BEGIN Given entries

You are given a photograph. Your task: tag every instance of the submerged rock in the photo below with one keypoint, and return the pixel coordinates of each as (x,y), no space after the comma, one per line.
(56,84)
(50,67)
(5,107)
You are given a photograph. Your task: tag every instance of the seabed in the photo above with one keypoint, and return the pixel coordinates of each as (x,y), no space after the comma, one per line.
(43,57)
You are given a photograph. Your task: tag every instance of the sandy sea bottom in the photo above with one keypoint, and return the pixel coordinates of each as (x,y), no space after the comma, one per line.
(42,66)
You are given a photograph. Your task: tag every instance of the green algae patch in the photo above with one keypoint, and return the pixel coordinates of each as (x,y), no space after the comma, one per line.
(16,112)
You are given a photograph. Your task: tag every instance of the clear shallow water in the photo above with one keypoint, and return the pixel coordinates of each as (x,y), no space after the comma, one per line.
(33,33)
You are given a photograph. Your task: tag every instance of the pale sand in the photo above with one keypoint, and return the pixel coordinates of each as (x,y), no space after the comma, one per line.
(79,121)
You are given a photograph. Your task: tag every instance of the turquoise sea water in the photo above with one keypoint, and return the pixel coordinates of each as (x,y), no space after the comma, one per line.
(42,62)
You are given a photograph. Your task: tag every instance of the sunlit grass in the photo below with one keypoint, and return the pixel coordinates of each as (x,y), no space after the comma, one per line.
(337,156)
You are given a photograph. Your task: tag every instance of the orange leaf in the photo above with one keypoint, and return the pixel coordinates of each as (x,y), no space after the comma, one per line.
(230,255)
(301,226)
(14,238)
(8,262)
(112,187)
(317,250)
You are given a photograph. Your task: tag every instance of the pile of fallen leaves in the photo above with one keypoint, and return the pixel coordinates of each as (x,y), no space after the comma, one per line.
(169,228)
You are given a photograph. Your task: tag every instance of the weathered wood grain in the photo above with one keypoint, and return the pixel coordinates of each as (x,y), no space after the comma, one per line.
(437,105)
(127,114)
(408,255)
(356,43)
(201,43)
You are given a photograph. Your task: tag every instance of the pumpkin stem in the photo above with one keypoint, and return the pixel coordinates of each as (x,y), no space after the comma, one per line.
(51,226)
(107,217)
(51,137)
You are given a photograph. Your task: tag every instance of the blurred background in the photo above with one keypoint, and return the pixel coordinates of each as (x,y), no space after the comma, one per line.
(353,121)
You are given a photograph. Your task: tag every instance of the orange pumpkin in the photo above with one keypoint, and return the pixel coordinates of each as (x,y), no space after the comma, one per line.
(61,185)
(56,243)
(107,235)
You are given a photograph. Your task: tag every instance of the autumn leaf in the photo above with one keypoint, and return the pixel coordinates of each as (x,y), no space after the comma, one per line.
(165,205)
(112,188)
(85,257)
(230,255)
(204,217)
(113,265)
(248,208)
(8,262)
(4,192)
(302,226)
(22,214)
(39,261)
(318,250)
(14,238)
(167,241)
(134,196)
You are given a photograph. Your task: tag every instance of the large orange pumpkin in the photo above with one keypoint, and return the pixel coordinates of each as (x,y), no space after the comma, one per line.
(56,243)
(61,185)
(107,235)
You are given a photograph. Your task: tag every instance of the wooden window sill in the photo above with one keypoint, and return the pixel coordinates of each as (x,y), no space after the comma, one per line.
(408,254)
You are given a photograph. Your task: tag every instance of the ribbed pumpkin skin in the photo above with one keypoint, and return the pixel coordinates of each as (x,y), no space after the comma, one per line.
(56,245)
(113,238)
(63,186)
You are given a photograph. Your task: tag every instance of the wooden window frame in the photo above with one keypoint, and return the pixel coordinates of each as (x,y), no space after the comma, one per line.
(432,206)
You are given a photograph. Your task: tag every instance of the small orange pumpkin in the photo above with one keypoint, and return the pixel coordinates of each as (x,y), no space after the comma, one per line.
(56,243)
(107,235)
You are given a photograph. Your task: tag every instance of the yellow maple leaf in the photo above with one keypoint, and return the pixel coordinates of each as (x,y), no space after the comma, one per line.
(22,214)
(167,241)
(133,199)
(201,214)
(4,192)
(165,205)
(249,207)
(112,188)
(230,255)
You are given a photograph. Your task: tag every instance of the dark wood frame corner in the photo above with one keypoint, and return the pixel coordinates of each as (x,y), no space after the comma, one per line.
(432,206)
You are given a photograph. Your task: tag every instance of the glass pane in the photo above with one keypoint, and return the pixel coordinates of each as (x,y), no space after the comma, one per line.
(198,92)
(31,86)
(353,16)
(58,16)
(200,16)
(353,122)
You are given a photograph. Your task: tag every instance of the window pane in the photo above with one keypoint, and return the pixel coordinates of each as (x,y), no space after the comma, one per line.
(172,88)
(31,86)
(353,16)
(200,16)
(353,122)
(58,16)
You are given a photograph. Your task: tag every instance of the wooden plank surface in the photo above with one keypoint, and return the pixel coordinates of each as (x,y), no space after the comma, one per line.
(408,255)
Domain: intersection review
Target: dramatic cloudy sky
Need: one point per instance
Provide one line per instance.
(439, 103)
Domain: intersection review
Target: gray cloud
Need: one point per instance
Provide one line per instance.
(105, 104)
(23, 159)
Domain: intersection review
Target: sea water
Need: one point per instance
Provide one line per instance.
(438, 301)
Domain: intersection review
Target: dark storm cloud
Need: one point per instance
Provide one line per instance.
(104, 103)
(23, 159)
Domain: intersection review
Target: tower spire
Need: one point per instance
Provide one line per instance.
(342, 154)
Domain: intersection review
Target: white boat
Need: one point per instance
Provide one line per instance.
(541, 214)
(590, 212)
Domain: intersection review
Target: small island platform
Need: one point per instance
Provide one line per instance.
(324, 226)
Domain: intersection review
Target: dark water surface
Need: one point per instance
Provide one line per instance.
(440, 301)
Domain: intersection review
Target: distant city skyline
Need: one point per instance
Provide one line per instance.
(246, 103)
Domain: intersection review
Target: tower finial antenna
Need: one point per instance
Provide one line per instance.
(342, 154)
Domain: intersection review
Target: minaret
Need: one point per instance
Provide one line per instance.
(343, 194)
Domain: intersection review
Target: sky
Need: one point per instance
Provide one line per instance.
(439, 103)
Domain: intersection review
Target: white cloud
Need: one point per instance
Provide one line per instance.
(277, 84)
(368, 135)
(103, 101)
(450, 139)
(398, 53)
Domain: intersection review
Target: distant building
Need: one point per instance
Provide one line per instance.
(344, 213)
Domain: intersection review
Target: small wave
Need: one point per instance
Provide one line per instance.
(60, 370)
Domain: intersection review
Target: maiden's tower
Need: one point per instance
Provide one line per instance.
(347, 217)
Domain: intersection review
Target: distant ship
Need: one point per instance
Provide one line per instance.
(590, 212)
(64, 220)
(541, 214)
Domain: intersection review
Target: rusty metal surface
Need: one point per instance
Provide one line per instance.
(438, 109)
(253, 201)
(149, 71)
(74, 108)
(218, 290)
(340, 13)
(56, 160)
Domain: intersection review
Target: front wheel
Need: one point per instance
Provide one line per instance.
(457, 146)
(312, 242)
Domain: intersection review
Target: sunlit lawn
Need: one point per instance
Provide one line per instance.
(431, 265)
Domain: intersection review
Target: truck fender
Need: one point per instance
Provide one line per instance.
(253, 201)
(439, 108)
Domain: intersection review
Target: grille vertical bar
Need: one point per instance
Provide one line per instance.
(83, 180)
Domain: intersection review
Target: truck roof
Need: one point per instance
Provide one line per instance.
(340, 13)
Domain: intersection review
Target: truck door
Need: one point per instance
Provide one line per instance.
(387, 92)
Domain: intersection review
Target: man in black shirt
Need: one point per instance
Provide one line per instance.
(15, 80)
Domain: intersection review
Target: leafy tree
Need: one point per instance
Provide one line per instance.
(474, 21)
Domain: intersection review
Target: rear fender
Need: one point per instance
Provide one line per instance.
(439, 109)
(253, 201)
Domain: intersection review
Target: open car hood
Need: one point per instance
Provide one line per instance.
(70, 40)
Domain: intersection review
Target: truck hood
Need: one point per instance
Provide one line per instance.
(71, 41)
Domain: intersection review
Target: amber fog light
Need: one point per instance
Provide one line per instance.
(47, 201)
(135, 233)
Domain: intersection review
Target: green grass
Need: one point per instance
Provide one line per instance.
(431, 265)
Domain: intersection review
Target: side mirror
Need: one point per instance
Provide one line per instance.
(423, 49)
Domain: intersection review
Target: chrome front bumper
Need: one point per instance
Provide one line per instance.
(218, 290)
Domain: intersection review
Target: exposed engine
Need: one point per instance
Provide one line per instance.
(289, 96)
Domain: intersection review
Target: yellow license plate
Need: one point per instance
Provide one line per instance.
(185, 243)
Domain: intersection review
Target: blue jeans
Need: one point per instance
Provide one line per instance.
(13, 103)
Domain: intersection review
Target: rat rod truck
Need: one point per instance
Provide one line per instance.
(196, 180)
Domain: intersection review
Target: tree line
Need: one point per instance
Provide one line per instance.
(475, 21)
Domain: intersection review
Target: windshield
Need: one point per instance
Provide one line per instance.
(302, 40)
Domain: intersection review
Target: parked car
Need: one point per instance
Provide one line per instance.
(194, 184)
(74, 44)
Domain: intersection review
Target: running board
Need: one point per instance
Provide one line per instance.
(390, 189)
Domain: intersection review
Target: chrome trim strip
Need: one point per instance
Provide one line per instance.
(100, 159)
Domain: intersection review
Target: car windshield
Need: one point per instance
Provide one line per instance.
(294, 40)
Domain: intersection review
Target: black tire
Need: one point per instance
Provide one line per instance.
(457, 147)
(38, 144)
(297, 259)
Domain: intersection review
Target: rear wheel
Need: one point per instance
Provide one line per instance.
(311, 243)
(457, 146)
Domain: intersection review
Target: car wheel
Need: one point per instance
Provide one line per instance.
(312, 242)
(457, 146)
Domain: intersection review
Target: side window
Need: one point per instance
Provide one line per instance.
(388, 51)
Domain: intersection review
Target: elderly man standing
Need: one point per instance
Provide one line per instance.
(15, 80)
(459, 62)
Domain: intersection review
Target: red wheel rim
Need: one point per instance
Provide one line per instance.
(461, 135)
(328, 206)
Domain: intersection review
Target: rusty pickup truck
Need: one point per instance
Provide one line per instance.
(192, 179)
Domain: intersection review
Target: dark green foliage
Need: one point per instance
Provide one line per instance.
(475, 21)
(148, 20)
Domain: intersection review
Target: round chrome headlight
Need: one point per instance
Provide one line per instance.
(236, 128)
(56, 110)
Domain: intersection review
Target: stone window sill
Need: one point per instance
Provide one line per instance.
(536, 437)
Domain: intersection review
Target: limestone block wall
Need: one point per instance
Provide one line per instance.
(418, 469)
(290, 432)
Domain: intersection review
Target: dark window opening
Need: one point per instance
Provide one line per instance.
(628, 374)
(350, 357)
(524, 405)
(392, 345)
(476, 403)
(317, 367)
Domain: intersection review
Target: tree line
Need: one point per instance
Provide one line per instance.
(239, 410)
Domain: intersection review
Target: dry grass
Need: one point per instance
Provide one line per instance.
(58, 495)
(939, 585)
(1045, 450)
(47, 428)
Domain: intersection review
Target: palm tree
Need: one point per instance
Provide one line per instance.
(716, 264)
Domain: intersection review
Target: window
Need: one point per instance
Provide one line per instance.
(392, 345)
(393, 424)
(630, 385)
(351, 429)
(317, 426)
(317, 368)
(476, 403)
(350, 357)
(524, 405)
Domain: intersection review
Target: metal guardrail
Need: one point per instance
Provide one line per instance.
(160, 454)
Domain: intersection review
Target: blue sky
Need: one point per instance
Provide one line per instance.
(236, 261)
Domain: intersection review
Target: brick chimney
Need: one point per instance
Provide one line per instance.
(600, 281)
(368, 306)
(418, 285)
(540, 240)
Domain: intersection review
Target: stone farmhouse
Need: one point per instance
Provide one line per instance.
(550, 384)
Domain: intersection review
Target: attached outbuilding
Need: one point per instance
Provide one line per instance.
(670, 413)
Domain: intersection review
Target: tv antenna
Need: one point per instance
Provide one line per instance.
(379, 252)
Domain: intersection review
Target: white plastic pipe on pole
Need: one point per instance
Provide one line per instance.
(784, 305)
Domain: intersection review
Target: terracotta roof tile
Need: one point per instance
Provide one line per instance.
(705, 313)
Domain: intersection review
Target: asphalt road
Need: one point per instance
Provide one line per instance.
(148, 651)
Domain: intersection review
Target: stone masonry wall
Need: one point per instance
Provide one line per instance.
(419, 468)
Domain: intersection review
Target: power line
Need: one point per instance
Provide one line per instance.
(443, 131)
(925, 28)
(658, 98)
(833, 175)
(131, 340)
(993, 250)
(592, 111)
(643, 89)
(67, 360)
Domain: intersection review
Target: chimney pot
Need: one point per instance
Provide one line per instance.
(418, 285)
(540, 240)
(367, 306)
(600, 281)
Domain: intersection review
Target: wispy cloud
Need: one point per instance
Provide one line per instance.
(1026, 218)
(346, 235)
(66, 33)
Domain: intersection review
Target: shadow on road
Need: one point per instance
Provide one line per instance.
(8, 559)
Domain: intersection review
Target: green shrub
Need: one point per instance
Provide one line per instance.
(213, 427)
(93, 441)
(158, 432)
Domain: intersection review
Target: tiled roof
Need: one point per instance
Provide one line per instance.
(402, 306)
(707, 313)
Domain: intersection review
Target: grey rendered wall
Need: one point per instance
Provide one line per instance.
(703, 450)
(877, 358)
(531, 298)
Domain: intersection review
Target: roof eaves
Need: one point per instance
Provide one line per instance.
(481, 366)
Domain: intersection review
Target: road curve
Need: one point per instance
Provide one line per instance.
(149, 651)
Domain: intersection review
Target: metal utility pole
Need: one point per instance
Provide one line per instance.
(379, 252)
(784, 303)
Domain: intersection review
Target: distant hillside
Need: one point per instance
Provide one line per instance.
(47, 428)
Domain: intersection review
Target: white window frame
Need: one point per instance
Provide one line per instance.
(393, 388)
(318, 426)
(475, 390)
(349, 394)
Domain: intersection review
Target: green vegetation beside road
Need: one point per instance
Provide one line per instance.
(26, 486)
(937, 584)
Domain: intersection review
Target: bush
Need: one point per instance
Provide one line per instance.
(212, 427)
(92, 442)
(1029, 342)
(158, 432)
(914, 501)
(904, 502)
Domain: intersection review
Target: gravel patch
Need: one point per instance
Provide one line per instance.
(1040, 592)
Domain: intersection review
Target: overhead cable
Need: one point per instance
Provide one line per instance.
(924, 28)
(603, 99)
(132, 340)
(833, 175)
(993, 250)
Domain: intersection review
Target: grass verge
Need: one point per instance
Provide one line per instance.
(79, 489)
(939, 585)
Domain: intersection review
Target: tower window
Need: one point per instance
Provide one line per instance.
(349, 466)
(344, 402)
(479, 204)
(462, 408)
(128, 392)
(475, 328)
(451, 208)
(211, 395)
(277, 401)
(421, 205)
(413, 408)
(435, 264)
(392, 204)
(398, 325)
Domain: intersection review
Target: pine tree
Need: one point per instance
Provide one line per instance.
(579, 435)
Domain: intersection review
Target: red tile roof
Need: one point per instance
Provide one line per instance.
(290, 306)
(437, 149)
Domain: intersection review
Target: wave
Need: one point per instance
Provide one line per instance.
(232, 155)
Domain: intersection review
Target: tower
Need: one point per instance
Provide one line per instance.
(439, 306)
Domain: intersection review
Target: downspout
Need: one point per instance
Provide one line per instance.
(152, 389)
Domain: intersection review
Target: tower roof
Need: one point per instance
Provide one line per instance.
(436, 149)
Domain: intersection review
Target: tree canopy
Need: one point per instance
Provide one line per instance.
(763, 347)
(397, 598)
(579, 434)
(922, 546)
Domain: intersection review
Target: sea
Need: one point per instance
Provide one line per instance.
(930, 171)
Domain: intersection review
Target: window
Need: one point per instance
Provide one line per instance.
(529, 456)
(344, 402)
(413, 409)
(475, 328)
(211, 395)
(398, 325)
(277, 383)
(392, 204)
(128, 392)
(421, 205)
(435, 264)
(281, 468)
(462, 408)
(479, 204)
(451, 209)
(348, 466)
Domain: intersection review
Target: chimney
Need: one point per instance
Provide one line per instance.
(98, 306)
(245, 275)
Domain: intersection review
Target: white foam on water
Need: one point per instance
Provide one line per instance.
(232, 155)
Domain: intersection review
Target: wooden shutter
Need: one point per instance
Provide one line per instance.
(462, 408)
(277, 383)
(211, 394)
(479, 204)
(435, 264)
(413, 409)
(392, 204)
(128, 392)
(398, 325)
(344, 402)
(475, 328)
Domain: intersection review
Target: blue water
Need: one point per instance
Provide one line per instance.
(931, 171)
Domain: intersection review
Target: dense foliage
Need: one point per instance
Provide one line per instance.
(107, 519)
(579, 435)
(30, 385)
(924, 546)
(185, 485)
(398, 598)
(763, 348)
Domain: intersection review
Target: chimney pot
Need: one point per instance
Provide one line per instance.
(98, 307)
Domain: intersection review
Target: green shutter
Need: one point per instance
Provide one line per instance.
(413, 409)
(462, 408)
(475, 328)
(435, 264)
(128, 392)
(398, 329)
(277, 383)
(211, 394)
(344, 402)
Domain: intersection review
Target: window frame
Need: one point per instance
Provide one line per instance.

END Given entries

:: Instructions to follow ::
Pull out every line of the items that contains the word "tree", copying each one in full. Case counts.

:: Result of this exercise ::
Target: leafy tree
Target: tree line
Target: tree line
Target: palm tree
Target: pine tree
Target: tree canopy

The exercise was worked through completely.